▶ SOURCE:
Sunday, October 16, 2005

Heaven

I have always been fascinated with Heaven. I remember being angry at Adam and Even when I was small, that they messed it up for all of us, and -I- would have left the apple alone. If it had been me, we would live peacefully among the animals with fruit every day, no meat or milk that I had to finish up before leaving the table. No anger, no itchy clothes, nothing scarier than a talking snake. Took it very personally.

I clearly remember once crying at the song Toyland- because I so wanted to be there. Not quite understanding what the lyric "Once you cross it's borders, you can never return again" meant. At times thinking that if I could get there, I would never see my mother again, at others that if I couldn't find a way there very soon, I would not be able to get there when I was grown up. I think I conflated it with other children's songs about the idyll of childhood and Big Rock Candy Mountain (Burl Ives version.) I didn't get the nostalgic ideal of a wondrous childhood, not being in the middle of one.

I could also not wrap my mind around the Christian, Catholic Heaven. Eternity praising God. Like endless Mass. I just boggled at the idea of that as a reward. Despite being assured that once I saw the face of God, that would be glorious. Hm, seeing some old white guy's face forever is... I'm sorry, could you explain that again? Talking with those gone before seemed good, I could chat with St. Joan and ask her about her life, and other saints and historical figures, and Leonardo Da Vinci. (I'd seen an Italian documentary about him, and had a bit of a crush.)

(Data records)
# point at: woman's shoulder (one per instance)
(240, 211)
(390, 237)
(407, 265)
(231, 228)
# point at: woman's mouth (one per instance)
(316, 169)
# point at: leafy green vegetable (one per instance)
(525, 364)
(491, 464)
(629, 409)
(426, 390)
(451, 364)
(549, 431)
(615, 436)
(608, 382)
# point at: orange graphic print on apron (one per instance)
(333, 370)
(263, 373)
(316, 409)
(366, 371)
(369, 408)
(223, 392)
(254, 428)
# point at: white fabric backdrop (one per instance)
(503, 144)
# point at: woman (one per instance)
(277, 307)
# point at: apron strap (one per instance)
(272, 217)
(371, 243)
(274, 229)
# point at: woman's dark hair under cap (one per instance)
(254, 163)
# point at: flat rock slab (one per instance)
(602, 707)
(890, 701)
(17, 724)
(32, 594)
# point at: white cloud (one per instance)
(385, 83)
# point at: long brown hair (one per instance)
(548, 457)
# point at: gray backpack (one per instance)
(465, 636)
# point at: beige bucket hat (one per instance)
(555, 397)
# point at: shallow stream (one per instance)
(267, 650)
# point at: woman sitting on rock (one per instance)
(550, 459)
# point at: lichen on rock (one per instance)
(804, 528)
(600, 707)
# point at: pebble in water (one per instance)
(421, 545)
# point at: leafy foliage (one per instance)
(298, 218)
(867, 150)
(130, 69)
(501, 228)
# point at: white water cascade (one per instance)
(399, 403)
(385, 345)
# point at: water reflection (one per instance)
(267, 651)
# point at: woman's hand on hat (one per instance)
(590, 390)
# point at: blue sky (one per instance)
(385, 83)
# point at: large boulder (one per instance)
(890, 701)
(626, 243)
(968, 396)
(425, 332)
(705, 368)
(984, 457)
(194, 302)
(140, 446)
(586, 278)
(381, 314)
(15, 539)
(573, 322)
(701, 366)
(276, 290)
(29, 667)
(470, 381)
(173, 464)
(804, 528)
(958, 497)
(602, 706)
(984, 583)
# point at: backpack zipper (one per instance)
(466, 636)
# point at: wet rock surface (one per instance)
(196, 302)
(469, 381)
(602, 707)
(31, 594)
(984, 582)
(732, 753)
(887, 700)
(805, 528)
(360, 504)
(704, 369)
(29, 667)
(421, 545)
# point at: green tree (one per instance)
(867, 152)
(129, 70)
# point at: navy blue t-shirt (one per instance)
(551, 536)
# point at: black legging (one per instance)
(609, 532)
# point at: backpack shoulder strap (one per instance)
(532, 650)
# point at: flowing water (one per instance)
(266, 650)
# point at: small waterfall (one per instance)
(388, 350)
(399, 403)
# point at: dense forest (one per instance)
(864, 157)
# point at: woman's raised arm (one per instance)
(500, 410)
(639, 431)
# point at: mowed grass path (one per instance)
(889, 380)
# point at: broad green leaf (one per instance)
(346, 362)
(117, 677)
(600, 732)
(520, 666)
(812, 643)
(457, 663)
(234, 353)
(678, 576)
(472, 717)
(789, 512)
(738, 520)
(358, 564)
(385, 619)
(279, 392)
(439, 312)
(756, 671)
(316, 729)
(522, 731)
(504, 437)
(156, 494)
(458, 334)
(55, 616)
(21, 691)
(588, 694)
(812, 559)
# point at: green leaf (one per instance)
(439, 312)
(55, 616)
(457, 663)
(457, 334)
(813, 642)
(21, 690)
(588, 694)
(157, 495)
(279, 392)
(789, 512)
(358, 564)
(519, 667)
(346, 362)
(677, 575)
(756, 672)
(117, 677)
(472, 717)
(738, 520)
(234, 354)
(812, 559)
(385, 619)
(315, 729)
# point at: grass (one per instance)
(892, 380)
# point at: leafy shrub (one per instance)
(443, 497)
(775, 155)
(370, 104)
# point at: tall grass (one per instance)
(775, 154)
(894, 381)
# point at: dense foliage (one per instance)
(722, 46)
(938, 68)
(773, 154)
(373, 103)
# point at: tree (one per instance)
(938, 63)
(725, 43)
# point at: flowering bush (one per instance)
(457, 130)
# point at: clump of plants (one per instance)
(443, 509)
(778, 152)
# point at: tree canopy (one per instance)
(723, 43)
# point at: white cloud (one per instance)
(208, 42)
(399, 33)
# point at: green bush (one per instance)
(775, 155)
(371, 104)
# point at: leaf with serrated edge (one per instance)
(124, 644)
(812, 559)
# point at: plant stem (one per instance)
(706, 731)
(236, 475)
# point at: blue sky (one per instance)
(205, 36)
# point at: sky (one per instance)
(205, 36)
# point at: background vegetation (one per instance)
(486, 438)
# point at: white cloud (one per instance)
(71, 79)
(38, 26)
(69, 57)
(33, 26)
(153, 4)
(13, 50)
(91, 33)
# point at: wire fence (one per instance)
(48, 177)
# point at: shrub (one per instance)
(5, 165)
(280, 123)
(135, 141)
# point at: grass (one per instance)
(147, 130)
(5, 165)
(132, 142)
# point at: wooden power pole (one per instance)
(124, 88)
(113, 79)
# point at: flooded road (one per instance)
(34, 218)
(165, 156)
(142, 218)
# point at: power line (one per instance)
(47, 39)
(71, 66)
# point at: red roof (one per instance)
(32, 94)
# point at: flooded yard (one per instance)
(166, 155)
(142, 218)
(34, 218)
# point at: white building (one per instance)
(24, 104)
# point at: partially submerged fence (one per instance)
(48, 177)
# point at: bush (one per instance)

▶ WORK TO COMPLETE:
1. Answer these questions about the blog post on Heaven:
(a) At which song did the writer once cry as a child?
(b) Whose version of Big Rock Candy Mountain does the post name?
(c) Which saint does the writer mention wanting to chat with in Heaven?
2. Sum up the blog post on Heaven in two sentences.
3. Resume the blog post on Heaven from the point where it stops.

▶ ANSWER LIST:
1.
(a) Toyland
(b) Burl Ives
(c) St. Joan

2. The writer has always been fascinated with Heaven, was angry as a child at Adam and Eve for spoiling it, and once cried at the song Toyland out of a wish to be there. The writer couldn't grasp the Catholic idea of Heaven as an eternity spent praising God, but liked the thought of talking with St. Joan, other saints, historical figures and Leonardo Da Vinci.

3.
Studying moral hierarchies and operant conditioning, I made the connection to what the literal religious people did with the Heavenly reward and the stick of Hell. I was appalled. This life didn't matter, only the next life? And the only reason to be a good person in this one was to make it to the next one, and avoid eventual suffering? Christian definition of being saved. Saved for what? Was that like saving it for marriage? Yeah, God Said it- but Who Said God Said it? Too much living in the ideal future, with too little attention to the eternal present. Too much like yearning for an idealized past that never existed either. A lazy theology, to believe that idleness is ideal, rather than useful work. How ungracious, to be given this amazing opportunity, and say,"I'll endure this, but I want more, better, different." How petty and selfish. How limiting.

My search for the ideal afterlife was my first step in discovering my own spirituality, my critical and rigorous search for a genuine and attentive life. I developed an elaborate set of rules for being introduced into one's own heaven, who you could talk to, who you could punish. One gestalt involved those who hurt me living through a version of my life as me, feeling what they did from inside me. Being fair, I also had to live those moments of other's lives that I made painful. After all that was done, I could go to any place or time and observe, understand. But, this being eternity, then what? Idleness not being a virtue presumably even in heaven.


When I first read about Nirvana, I was even more deeply confused. True nothingness, loss of personality and individuality to merge with the universe and end the separate life of my soul. Horrifying, frightening. Over the years, finally not hoping for "reward", nor accepting that Someone was there to hand any out, I have come to find this infinitely comforting. When I am ready for this, I become, again, the eternal and infinite. Oh.

Having experienced strange liminal events surrounding deaths, I suspect that there is more to what happens to us when we die. I refuse to define it. I do not know, cannot know, and am suspicious of those who claim they do. I like the philosophy of reincarnation, give me however many chances I need to get it together. I do not desire, but I am comforted simply ending as my life ends. I have love, I have life, how could I be greedy for an unknowable more, or different?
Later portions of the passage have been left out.